**EXERCISE**
All entries must be given again exactly as written.

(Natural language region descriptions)
- Opening Delimiter -
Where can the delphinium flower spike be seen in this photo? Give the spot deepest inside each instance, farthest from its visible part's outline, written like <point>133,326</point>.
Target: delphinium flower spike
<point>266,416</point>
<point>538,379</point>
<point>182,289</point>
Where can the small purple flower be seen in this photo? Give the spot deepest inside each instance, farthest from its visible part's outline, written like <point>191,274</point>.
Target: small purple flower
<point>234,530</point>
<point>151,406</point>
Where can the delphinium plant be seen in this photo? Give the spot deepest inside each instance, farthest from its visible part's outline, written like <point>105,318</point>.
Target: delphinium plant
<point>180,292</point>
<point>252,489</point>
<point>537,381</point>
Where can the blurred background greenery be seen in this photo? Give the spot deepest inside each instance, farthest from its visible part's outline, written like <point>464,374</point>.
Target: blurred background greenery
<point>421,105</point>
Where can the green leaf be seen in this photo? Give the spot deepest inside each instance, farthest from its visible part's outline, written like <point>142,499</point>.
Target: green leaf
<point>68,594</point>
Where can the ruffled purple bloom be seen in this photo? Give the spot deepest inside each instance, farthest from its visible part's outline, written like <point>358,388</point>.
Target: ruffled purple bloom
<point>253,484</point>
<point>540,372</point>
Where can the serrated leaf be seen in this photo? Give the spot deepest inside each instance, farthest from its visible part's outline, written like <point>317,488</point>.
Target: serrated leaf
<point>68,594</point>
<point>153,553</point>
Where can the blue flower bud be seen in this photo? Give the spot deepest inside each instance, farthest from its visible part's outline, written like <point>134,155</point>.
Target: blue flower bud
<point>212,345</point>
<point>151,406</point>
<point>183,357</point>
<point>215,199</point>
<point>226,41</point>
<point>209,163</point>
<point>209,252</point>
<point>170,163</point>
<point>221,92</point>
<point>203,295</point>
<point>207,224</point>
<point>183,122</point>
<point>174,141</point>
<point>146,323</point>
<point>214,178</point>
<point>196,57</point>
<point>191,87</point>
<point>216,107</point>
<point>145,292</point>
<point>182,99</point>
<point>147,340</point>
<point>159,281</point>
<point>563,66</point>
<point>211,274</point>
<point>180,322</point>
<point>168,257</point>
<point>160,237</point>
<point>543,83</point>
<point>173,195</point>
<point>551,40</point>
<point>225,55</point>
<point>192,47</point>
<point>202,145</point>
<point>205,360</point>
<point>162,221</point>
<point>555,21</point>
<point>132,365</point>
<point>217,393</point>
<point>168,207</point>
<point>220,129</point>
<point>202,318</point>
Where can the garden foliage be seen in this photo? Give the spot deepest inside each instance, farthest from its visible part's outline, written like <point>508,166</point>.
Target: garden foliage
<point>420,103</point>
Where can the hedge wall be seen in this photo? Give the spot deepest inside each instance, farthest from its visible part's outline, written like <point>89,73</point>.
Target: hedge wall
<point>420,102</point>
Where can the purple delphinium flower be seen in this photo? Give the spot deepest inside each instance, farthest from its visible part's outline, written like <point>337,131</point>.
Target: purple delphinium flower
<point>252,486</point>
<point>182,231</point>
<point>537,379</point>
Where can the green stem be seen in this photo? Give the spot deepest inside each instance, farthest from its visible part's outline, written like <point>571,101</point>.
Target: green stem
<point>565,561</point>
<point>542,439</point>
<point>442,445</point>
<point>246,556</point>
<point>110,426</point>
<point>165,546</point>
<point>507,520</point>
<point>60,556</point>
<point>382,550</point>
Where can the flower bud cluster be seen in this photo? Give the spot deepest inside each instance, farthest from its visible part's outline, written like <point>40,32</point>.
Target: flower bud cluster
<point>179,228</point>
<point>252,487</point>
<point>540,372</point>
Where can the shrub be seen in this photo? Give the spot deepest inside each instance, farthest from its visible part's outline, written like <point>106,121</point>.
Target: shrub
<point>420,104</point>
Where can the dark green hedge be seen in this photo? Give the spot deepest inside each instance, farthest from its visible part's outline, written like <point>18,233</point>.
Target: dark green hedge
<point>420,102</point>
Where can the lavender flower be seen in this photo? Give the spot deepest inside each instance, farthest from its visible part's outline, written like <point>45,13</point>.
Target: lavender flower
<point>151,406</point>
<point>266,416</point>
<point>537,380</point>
- Closing Delimiter -
**FINAL ANSWER**
Where can the delphinium flower spike be seen in this photo? Give the spot deepest inside each instance, farthest from its visible part's outline, written like <point>133,326</point>.
Target: delphinium flower spike
<point>266,416</point>
<point>538,379</point>
<point>182,289</point>
Where can the small purple flower be seen in this photo? Give the spot deepest inside each instance, farthest from its visible part's outline, written like <point>191,274</point>.
Target: small purple flower
<point>234,530</point>
<point>151,406</point>
Where can the delphinium plant be seen in this photo? Give the spot deepest inside each instance, farthest from its visible part's outline, written like <point>105,318</point>.
Target: delphinium plant
<point>180,292</point>
<point>252,489</point>
<point>537,381</point>
Where can the blurred background greenery be seen in this photo? Give the spot deepest inside each instance, farthest from its visible part's outline, written like <point>464,374</point>.
Target: blurred background greenery
<point>421,105</point>
Where can the green leaf be seen in this photo? Give the spot deepest inside each instance, farthest from its visible part's outline, written like <point>142,499</point>.
Target: green leaf
<point>68,594</point>
Where can the ruffled purple bloom be seen in this photo? Give the spot deepest inside each instance, farthest from its visible part's outline, written like <point>358,388</point>.
Target: ruffled purple bloom
<point>253,484</point>
<point>540,372</point>
Where can the serrated leaf be seen in this photo? Give the spot deepest inside each instance, farthest from its visible part's outline, written like <point>317,488</point>.
Target: serrated leaf
<point>68,594</point>
<point>153,553</point>
Where can the blue flower bud be seen in this photo? Give the spot deepest inside each instance, farthest from its visible part's outline, written like <point>134,155</point>.
Target: blue flower bud
<point>212,345</point>
<point>151,406</point>
<point>183,357</point>
<point>215,199</point>
<point>226,41</point>
<point>209,163</point>
<point>209,252</point>
<point>170,163</point>
<point>221,92</point>
<point>203,295</point>
<point>207,224</point>
<point>183,122</point>
<point>174,141</point>
<point>146,323</point>
<point>214,178</point>
<point>196,57</point>
<point>191,87</point>
<point>216,107</point>
<point>145,292</point>
<point>182,99</point>
<point>147,340</point>
<point>159,281</point>
<point>563,66</point>
<point>211,274</point>
<point>180,322</point>
<point>168,257</point>
<point>160,237</point>
<point>543,83</point>
<point>173,195</point>
<point>551,40</point>
<point>225,55</point>
<point>192,47</point>
<point>202,145</point>
<point>205,360</point>
<point>162,221</point>
<point>555,21</point>
<point>132,365</point>
<point>217,393</point>
<point>168,207</point>
<point>220,129</point>
<point>202,318</point>
Where can the garden foliage be seen in this photo? Give the spot deepest inside each instance, farthest from its visible part's outline, written like <point>508,166</point>.
Target: garden foliage
<point>420,103</point>
Where can the hedge wall be seen in this photo? Give the spot deepest inside each instance, farthest from its visible part's outline, written like <point>89,73</point>.
Target: hedge wall
<point>420,102</point>
Where can the purple delphinium flower be seen in this photo? Give the spot deepest inside each instance, farthest from its visible part's outline, written like <point>337,131</point>.
Target: purple delphinium flower
<point>252,486</point>
<point>182,231</point>
<point>537,379</point>
Where can the green stem be seen in this photo? Give the spot deepest inside each instance, farthest from its visible part's outline, written like <point>571,101</point>.
Target: green stem
<point>565,561</point>
<point>542,439</point>
<point>442,445</point>
<point>246,556</point>
<point>110,426</point>
<point>165,546</point>
<point>507,520</point>
<point>60,556</point>
<point>382,550</point>
Where can the flower bud cluster be seen in this photo? Give the spot deepest inside each instance, farthest from its visible part's outline, written like <point>40,32</point>.
Target: flower bud cluster
<point>179,228</point>
<point>252,487</point>
<point>540,372</point>
Where can the shrub be seen in this photo? Give the spot deepest inside each instance, farthest from its visible part's outline, written like <point>106,121</point>.
Target: shrub
<point>420,104</point>
Where can the dark green hedge be seen in this photo? Give the spot deepest inside each instance, farthest from its visible part's outline, written like <point>18,233</point>.
Target: dark green hedge
<point>420,102</point>
Where can the lavender flower be seen in this photo? Give the spot deepest inside each instance, farthest from its visible part's outline, written like <point>45,13</point>.
Target: lavender flower
<point>151,406</point>
<point>266,416</point>
<point>537,380</point>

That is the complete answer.